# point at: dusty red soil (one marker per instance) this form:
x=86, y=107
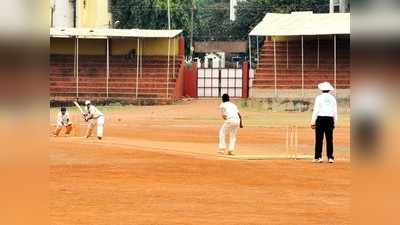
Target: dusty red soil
x=157, y=165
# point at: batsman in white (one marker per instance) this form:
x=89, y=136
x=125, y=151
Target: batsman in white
x=94, y=116
x=233, y=120
x=63, y=120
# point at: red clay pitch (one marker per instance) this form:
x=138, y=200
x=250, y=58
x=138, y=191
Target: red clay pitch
x=155, y=166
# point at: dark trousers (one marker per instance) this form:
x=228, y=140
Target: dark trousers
x=324, y=126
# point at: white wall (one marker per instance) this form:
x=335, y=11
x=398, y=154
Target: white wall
x=63, y=13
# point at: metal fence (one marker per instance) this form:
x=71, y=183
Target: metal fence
x=216, y=82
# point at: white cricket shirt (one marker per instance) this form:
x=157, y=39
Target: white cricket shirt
x=63, y=120
x=94, y=111
x=230, y=111
x=325, y=105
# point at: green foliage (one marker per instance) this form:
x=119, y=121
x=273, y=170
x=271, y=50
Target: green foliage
x=211, y=17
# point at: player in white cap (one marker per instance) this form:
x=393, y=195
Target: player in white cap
x=63, y=120
x=323, y=120
x=94, y=116
x=233, y=120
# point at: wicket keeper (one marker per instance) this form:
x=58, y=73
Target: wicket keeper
x=63, y=120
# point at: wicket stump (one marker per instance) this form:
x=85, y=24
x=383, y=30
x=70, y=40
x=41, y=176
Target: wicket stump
x=291, y=141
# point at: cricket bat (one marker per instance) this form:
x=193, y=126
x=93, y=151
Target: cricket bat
x=79, y=107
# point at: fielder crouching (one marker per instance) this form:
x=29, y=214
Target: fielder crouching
x=63, y=120
x=94, y=116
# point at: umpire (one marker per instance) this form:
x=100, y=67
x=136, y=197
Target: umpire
x=323, y=120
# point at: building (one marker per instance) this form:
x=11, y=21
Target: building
x=339, y=6
x=301, y=49
x=80, y=13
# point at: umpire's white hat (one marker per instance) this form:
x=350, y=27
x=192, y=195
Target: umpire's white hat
x=325, y=86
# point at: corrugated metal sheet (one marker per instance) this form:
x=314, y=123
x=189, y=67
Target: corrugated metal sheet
x=116, y=33
x=302, y=23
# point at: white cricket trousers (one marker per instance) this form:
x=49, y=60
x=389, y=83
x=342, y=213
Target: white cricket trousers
x=100, y=126
x=230, y=127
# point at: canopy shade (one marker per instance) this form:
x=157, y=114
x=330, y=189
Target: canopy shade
x=302, y=23
x=110, y=33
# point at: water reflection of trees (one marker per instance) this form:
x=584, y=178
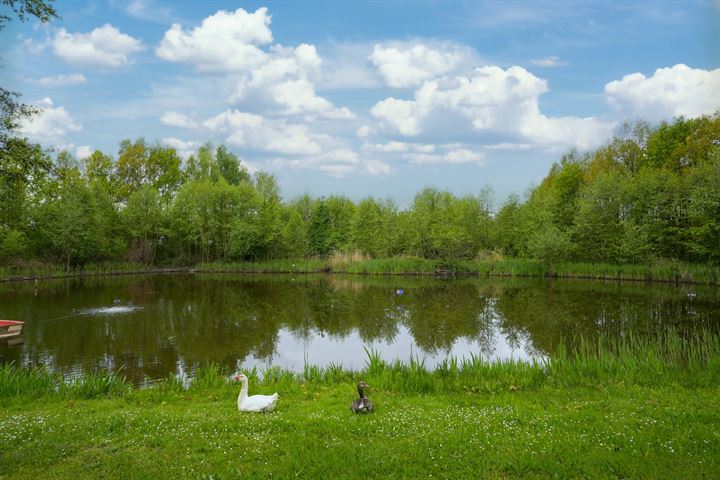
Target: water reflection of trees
x=190, y=319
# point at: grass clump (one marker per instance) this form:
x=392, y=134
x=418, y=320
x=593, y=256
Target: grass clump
x=638, y=407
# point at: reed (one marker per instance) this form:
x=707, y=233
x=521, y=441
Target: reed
x=312, y=265
x=664, y=359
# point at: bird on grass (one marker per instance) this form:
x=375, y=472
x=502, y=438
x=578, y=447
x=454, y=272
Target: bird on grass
x=362, y=404
x=253, y=403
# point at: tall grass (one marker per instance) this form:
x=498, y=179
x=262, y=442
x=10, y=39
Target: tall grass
x=356, y=262
x=665, y=359
x=41, y=382
x=311, y=265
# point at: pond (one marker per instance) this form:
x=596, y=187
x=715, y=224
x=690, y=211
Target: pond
x=149, y=327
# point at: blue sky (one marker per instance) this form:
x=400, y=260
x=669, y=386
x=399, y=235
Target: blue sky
x=365, y=98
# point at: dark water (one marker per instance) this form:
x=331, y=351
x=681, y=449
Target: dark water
x=151, y=326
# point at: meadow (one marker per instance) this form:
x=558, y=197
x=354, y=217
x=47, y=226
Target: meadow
x=660, y=271
x=614, y=408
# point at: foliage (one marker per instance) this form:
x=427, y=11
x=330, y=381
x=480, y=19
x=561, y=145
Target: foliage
x=649, y=195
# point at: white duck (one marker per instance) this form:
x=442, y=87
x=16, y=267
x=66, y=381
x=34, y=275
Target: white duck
x=254, y=403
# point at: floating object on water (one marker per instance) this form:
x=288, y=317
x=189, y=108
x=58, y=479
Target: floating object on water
x=10, y=328
x=362, y=404
x=253, y=403
x=114, y=310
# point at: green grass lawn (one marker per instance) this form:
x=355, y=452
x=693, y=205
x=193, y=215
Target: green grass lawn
x=626, y=407
x=551, y=432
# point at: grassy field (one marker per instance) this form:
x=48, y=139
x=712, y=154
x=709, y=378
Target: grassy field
x=634, y=408
x=666, y=271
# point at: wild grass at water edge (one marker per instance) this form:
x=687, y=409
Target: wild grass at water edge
x=664, y=359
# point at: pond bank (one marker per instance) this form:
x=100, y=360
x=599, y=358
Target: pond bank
x=632, y=409
x=667, y=272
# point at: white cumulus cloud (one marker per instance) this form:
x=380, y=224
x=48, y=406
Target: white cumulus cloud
x=50, y=126
x=60, y=80
x=225, y=41
x=183, y=148
x=551, y=61
x=669, y=92
x=493, y=101
x=175, y=119
x=104, y=47
x=410, y=65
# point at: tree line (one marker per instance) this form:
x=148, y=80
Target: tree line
x=649, y=193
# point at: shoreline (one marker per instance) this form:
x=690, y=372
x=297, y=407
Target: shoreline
x=427, y=268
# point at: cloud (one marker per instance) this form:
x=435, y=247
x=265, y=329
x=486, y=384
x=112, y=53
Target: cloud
x=183, y=148
x=403, y=116
x=398, y=147
x=83, y=151
x=376, y=167
x=410, y=65
x=255, y=131
x=669, y=92
x=149, y=11
x=50, y=126
x=60, y=80
x=551, y=61
x=456, y=156
x=364, y=131
x=224, y=42
x=283, y=85
x=175, y=119
x=491, y=103
x=277, y=81
x=104, y=47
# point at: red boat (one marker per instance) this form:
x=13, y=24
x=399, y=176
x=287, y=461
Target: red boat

◆ Given task
Revise the data, replacing every "one marker per instance" with "a marker for each instance" and leaving everything else unchanged. Omit the pictures from your answer.

◆ Finished task
# point at: dusty red soil (a marker for each instance) this form:
x=86, y=107
Target: dusty red soil
x=157, y=165
# point at: batsman in white (a marker for each instance) this form:
x=89, y=136
x=125, y=151
Target: batsman in white
x=94, y=116
x=233, y=120
x=63, y=120
# point at: red clay pitch (a marker for each instance) this form:
x=138, y=200
x=250, y=58
x=138, y=191
Target: red clay pitch
x=155, y=166
# point at: dark trousers (a marker for each instance) this form:
x=228, y=140
Target: dark trousers
x=324, y=126
# point at: white wall (a marker for each instance) this form:
x=335, y=11
x=398, y=154
Target: white wall
x=63, y=13
# point at: metal fence (a marker for each instance) this form:
x=71, y=183
Target: metal fence
x=216, y=82
# point at: white cricket shirt (a marker for each instance) this form:
x=157, y=39
Target: white cricket shirt
x=63, y=120
x=94, y=111
x=230, y=111
x=325, y=105
# point at: green foliage (a marker for each instance) this form:
x=119, y=121
x=273, y=170
x=271, y=50
Target: green foliage
x=211, y=17
# point at: player in white cap (a marker for each instance) this form:
x=393, y=195
Target: player in white cap
x=63, y=120
x=323, y=120
x=94, y=116
x=233, y=120
# point at: wicket keeper (a marker for each instance) this form:
x=58, y=73
Target: wicket keeper
x=63, y=120
# point at: wicket stump (a marker for each instance) this form:
x=85, y=24
x=383, y=30
x=70, y=40
x=41, y=176
Target: wicket stump
x=291, y=141
# point at: cricket bat (a marker for each instance) this form:
x=193, y=126
x=93, y=151
Target: cricket bat
x=79, y=107
# point at: fielder crouching (a marker for each instance) this form:
x=29, y=214
Target: fielder crouching
x=63, y=120
x=94, y=116
# point at: umpire (a marker for each instance) this form:
x=100, y=67
x=136, y=197
Target: umpire
x=323, y=120
# point at: building (a marker for each instance) this form:
x=11, y=21
Target: building
x=339, y=6
x=301, y=49
x=80, y=13
# point at: umpire's white hat (a marker for each instance) this form:
x=350, y=27
x=192, y=195
Target: umpire's white hat
x=325, y=86
# point at: corrugated metal sheet (a marker for each instance) this form:
x=314, y=123
x=189, y=67
Target: corrugated metal sheet
x=116, y=33
x=302, y=23
# point at: white cricket trousers (a marker for each instance) this form:
x=49, y=60
x=389, y=83
x=342, y=213
Target: white cricket trousers
x=100, y=126
x=230, y=127
# point at: canopy shade (a marker for each instance) this form:
x=157, y=114
x=330, y=189
Target: canopy shade
x=302, y=23
x=110, y=33
# point at: water reflection of trees (a marker for each instance) this form:
x=584, y=178
Target: water reflection of trees
x=190, y=319
# point at: grass clump (a marker for each instance) this form:
x=392, y=134
x=418, y=320
x=593, y=256
Target: grass clump
x=638, y=407
# point at: reed (a marker for each instance) this form:
x=707, y=233
x=521, y=441
Target: reed
x=312, y=265
x=664, y=359
# point at: bird on grass (a marker for each instance) this form:
x=375, y=472
x=502, y=438
x=578, y=447
x=454, y=272
Target: bird on grass
x=362, y=404
x=253, y=403
# point at: tall grass (a marker for each instance) this form:
x=498, y=179
x=262, y=442
x=10, y=39
Target: tall grass
x=356, y=262
x=665, y=359
x=41, y=382
x=311, y=265
# point at: pond (a marker for each instance) this form:
x=596, y=187
x=715, y=224
x=690, y=211
Target: pond
x=149, y=327
# point at: blue sky (a marker for each instance) this form:
x=400, y=260
x=669, y=386
x=399, y=235
Target: blue sky
x=365, y=98
# point at: dark water (a marker for each instance) this form:
x=331, y=351
x=681, y=449
Target: dark water
x=151, y=326
# point at: meadow (a marker for each instance) this form:
x=558, y=197
x=354, y=217
x=47, y=226
Target: meadow
x=660, y=271
x=614, y=408
# point at: foliage (a marker for each instance) this form:
x=427, y=11
x=330, y=381
x=480, y=19
x=561, y=145
Target: foliage
x=649, y=195
# point at: white duck (a marker for each instance) this form:
x=442, y=87
x=16, y=267
x=66, y=381
x=34, y=275
Target: white duck
x=254, y=403
# point at: floating object on water (a marker for each instance) this form:
x=288, y=317
x=189, y=108
x=58, y=479
Target: floating object on water
x=10, y=328
x=362, y=404
x=253, y=403
x=114, y=310
# point at: green grass lawn (a marker for each instance) this form:
x=355, y=452
x=693, y=205
x=193, y=215
Target: green grass lawn
x=626, y=407
x=551, y=432
# point at: grassy field (a marker for each instance) this form:
x=48, y=139
x=712, y=154
x=709, y=378
Target: grassy field
x=634, y=408
x=666, y=271
# point at: wild grass at water edge (a marker for each instance) this form:
x=687, y=409
Target: wild grass at water edge
x=664, y=359
# point at: pond bank (a marker for each instance) this form:
x=100, y=360
x=599, y=358
Target: pond bank
x=632, y=409
x=667, y=272
# point at: white cumulus cloud (a marker for each instance) this form:
x=380, y=224
x=48, y=406
Target: white cumulus cloud
x=50, y=126
x=60, y=80
x=225, y=41
x=183, y=148
x=551, y=61
x=669, y=92
x=493, y=101
x=175, y=119
x=104, y=47
x=410, y=65
# point at: tree line (a marker for each instance) this form:
x=148, y=80
Target: tree line
x=649, y=193
# point at: shoreline (a marker for each instance) this form:
x=690, y=372
x=297, y=407
Target: shoreline
x=427, y=268
# point at: cloud (a marker for each instance) this form:
x=435, y=247
x=265, y=329
x=486, y=384
x=112, y=53
Target: cloud
x=183, y=148
x=403, y=116
x=398, y=147
x=83, y=151
x=376, y=167
x=410, y=65
x=255, y=131
x=669, y=92
x=149, y=11
x=50, y=126
x=60, y=80
x=551, y=61
x=456, y=156
x=364, y=131
x=224, y=42
x=283, y=85
x=175, y=119
x=491, y=103
x=277, y=81
x=104, y=47
# point at: red boat (a marker for each instance) this form:
x=13, y=24
x=399, y=176
x=287, y=461
Target: red boat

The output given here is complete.